--- ITENS FORNECIDOS ---
----

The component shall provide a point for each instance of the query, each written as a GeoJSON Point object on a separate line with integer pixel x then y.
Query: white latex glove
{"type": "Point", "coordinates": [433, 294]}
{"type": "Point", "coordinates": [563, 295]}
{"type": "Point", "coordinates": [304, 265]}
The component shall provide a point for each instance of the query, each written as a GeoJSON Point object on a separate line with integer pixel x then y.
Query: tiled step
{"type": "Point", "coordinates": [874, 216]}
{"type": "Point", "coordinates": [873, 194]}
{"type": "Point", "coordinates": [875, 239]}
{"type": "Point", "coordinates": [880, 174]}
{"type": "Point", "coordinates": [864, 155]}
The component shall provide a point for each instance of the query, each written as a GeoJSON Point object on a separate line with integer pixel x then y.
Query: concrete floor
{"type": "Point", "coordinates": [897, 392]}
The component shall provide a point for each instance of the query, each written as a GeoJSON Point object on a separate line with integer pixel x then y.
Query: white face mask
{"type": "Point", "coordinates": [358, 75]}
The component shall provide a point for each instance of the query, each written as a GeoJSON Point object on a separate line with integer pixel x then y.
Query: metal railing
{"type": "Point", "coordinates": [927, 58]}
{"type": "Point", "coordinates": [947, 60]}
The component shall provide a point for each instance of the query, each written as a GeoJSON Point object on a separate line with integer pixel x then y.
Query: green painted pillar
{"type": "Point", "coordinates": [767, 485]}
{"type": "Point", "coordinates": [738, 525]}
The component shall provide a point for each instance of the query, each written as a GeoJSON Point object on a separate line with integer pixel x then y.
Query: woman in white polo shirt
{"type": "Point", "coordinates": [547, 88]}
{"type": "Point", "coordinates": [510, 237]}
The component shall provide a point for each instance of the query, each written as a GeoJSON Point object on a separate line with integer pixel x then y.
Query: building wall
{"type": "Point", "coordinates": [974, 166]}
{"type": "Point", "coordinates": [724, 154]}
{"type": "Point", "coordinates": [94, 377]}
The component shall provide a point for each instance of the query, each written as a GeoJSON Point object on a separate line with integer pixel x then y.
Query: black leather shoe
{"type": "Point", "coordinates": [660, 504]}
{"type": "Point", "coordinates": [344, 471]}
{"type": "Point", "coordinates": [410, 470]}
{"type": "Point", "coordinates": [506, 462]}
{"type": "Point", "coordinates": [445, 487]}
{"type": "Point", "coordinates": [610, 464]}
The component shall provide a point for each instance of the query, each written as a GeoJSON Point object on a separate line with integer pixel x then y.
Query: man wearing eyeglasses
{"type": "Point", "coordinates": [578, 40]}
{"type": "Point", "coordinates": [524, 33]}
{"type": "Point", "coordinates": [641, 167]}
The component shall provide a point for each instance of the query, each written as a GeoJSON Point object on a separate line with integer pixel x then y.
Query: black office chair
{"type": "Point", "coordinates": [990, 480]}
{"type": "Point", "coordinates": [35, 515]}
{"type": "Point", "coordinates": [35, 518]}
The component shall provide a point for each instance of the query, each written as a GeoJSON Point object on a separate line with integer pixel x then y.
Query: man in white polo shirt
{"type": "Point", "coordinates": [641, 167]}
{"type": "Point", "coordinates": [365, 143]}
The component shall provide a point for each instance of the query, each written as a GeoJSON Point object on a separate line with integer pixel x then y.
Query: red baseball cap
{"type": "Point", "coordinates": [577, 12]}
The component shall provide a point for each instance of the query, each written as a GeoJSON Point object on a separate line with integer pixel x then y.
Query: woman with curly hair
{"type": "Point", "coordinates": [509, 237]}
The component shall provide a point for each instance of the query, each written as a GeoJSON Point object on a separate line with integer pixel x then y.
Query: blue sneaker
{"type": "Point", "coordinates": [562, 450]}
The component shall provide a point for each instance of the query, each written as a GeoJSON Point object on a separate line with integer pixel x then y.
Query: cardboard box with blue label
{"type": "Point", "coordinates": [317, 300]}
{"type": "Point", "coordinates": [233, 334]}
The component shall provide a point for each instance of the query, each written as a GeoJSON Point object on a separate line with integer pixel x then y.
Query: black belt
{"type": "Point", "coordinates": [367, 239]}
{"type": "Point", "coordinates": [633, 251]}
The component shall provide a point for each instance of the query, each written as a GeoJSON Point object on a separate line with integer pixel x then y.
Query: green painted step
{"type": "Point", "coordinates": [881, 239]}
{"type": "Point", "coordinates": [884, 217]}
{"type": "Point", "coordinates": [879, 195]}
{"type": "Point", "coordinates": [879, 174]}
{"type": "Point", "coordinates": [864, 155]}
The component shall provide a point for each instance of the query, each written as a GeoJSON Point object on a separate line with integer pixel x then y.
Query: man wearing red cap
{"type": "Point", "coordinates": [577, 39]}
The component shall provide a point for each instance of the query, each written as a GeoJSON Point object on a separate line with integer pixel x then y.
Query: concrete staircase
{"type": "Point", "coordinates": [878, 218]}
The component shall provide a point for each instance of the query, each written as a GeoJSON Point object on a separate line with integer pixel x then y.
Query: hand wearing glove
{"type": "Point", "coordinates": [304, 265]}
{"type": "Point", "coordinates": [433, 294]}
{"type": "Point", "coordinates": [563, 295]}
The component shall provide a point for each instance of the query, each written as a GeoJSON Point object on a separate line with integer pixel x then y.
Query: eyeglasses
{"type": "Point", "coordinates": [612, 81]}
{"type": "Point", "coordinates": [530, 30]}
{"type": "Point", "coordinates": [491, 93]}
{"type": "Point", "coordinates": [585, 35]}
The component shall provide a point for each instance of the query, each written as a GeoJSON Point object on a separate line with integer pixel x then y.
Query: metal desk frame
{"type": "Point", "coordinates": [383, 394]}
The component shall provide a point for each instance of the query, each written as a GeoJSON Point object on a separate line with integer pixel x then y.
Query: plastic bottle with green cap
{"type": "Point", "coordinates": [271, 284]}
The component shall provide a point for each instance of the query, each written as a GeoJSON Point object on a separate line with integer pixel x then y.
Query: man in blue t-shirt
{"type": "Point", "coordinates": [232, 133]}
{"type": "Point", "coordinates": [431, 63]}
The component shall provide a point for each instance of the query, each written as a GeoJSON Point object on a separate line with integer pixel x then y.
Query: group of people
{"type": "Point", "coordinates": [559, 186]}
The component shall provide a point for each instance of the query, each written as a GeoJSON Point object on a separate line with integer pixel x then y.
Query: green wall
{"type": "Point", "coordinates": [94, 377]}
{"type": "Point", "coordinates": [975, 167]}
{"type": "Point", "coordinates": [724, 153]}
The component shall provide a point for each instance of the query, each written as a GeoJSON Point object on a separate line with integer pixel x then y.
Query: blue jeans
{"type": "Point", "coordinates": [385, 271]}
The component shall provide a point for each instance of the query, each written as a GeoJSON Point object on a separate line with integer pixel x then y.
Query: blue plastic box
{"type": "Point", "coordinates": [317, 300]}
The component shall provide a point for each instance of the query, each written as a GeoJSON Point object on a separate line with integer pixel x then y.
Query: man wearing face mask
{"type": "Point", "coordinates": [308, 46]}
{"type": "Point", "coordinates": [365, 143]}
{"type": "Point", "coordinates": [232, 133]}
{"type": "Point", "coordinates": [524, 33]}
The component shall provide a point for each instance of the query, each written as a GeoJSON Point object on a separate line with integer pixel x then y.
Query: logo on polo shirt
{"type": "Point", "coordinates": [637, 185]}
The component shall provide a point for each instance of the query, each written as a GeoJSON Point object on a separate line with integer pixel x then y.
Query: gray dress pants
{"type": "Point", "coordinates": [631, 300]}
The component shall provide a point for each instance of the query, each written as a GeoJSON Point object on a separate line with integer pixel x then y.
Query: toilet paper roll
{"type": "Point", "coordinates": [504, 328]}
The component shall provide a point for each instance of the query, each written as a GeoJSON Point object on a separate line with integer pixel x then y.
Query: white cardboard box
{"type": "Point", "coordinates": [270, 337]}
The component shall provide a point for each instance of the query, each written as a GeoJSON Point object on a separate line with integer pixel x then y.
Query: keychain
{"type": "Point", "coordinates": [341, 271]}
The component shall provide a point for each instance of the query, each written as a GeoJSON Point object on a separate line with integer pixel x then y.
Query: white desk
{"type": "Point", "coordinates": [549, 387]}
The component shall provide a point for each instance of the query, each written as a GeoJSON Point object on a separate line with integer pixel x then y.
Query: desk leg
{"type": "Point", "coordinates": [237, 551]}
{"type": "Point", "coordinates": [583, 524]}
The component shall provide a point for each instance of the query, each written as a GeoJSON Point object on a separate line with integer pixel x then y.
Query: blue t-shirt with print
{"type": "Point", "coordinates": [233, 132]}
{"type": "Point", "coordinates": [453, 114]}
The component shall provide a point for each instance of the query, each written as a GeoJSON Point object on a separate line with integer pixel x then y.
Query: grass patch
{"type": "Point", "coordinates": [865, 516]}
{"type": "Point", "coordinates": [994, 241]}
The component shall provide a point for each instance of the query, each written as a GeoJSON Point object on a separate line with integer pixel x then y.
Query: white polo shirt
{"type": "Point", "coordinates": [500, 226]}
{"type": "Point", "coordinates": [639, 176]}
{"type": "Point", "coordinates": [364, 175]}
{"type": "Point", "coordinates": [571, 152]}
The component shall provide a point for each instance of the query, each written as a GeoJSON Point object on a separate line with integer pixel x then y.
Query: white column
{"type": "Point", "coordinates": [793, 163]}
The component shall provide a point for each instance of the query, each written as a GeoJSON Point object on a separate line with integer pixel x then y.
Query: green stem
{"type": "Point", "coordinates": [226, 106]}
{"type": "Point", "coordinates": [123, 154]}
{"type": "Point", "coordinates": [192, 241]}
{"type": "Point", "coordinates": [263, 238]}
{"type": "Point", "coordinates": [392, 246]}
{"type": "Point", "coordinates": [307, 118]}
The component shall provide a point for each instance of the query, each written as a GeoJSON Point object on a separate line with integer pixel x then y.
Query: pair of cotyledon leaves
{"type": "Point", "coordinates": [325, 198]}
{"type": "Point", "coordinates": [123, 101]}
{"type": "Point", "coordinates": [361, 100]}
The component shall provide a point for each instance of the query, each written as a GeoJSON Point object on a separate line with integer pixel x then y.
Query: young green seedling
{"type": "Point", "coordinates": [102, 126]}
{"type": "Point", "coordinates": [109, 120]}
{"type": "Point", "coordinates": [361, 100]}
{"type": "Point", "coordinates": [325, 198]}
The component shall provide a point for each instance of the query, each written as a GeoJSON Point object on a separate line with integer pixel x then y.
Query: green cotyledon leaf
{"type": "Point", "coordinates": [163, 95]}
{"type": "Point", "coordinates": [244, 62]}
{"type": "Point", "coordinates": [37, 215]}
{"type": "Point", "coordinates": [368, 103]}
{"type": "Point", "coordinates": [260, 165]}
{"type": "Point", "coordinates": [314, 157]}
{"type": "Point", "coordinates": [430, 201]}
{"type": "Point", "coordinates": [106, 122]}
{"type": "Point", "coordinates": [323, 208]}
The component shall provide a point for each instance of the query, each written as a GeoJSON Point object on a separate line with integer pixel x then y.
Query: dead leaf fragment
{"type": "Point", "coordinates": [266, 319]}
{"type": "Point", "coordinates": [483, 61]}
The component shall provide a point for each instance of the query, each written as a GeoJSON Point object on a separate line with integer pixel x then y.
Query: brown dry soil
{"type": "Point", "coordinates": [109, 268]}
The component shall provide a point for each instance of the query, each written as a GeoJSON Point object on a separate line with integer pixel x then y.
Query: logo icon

----

--- TAREFA CURTA ---
Encontre nos itens acima cada linha que contenha a palavra "wearing" e copie essas linhas. Diferencie maiúsculas de minúsculas.

--- RESULTADO DA TAREFA ---
Query: man wearing eyeglasses
Query: man wearing red cap
Query: hand wearing glove
Query: man wearing face mask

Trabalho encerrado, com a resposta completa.